• _Excerto da página_
▬▬▬▬▬▬▬▬▬▬
Chego aqui a uma possível conclusão: as fotografias de objetos artísticos parecem dispor-se como um ato duplo, por um lado uma continuação do quotidiano do artista, vivido através de imagens diarísticas, por outro uma consciência irónica do que seria esperado numa exposição, como se o artista estivesse ciente da nossa experiência, presença enquanto visitantes, agentes isolados da ação das obras e, consciente disso, quer agora alcançar o inalcançável, a interação através da afasia do objeto físico (como diria Variações, “quer estar onde não está”), quebrar a inultrapassável inércia das imagens, como o trompe l’oeil que nos convence, falsamente, da sua tridimensionalidade. Na última sala, de disposição quase fechada, cuja única saída, mais uma vez, é o retorno, a primeira fotografia que vemos é de uma mulher que parece correr em Japanese Landscape Girl. Vemos uma série de fotografias íntimas, um cenário matinal, uma mulher que acorda em Auto-retrato com Lianna no espelho #4, onde o artista mais uma vez capta o momento olhando-se num espelho retangular, refletindo-se, imagem que dialoga com a geometria de outra imagem-vertigem, virada ao contrário, em Lab. Mas é em Alcance que o fotógrafo - num exercício que automaticamente percecionamos como descontraído, ironicamente dramático - se faz representar deitado, olhando diretamente para nós e, esticando, de olhar sério, perturbador, a mão em direção à câmara, querendo tornar-se real, apanhar-nos. A ironia torna-se ato fatal. A imagem apanha-nos. Estamos aprisionados. Completa-se a captura, que nos tinha atraído, confundido, deixado sempre à procura de uma qualquer lógica, desde o início. Mordemos o isco. Caímos na ratoeira.

A curadoria de João Maria Gusmão e Natxo Checa não parece deixar nada ao acaso. Não só a construção narrativa da exposição se vai concretizando compassadamente, revelando-se a cada nova secção expositiva, como presta atenção ao mais ínfimo detalhe, percetível apenas a um quase habitar da exposição. Por exemplo, antes de entrarmos para as duas últimas salas, conseguimos observá-las à distância, e de um determinado ângulo distante, apenas termos no nosso campo de visão o Black Square juntamente com Lab e Auto-retrato com Lianna no espelho #4. Num exercício quase ao acaso, que poderia passar como completamente irrelevante, observa-se uma lógica notória, rigorosamente geométrica, entre as três composições. Parece termos entrado num labirinto, um espaço mental profundamente planeado, um Overlook Hotel onde os espectros confundem, mas puxam-nos, nunca se esquecendo de si próprios (o erro de Jack foi os ter “overlookado”), certamente o resultado de um processo longo e moroso, um olhar cirúrgico para as obras e um teste dos seus possíveis diálogos.
▬▬▬▬▬▬▬▬▬▬
(Um bloco de dados)
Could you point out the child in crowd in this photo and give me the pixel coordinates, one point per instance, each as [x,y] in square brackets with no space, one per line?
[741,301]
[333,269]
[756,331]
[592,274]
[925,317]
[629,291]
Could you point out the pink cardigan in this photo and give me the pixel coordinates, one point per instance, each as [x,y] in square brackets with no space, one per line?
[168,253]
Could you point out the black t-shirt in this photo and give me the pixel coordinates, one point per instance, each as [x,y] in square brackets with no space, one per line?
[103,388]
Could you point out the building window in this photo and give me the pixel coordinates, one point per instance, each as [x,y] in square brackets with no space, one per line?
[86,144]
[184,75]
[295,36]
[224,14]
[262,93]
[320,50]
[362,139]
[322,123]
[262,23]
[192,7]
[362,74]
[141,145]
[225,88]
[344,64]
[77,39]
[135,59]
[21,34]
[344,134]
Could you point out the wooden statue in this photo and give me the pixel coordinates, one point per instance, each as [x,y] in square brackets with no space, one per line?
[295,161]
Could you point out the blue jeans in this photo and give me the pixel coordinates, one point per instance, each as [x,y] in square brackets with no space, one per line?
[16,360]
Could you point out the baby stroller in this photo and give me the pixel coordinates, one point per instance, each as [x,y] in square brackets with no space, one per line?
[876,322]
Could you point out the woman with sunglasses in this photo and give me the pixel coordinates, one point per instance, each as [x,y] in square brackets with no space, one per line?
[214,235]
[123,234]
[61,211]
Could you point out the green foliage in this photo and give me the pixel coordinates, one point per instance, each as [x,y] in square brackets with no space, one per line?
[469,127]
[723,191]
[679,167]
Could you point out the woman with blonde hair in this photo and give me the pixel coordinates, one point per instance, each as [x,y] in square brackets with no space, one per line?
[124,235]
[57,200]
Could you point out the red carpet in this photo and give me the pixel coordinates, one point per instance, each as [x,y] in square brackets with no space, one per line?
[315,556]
▬▬▬▬▬▬▬▬▬▬
• _Enunciado A_
Segundo o excerto sobre a exposição, quem assina a curadoria?
• _Enunciado B_
Indique todos os títulos de obras que o excerto sobre a exposição menciona.
Os dados não têm qualquer relação com o excerto.

• _Resolução A_
João Maria Gusmão e Natxo Checa.

• _Resolução B_
Japanese Landscape Girl, Auto-retrato com Lianna no espelho #4, Lab, Alcance, Black Square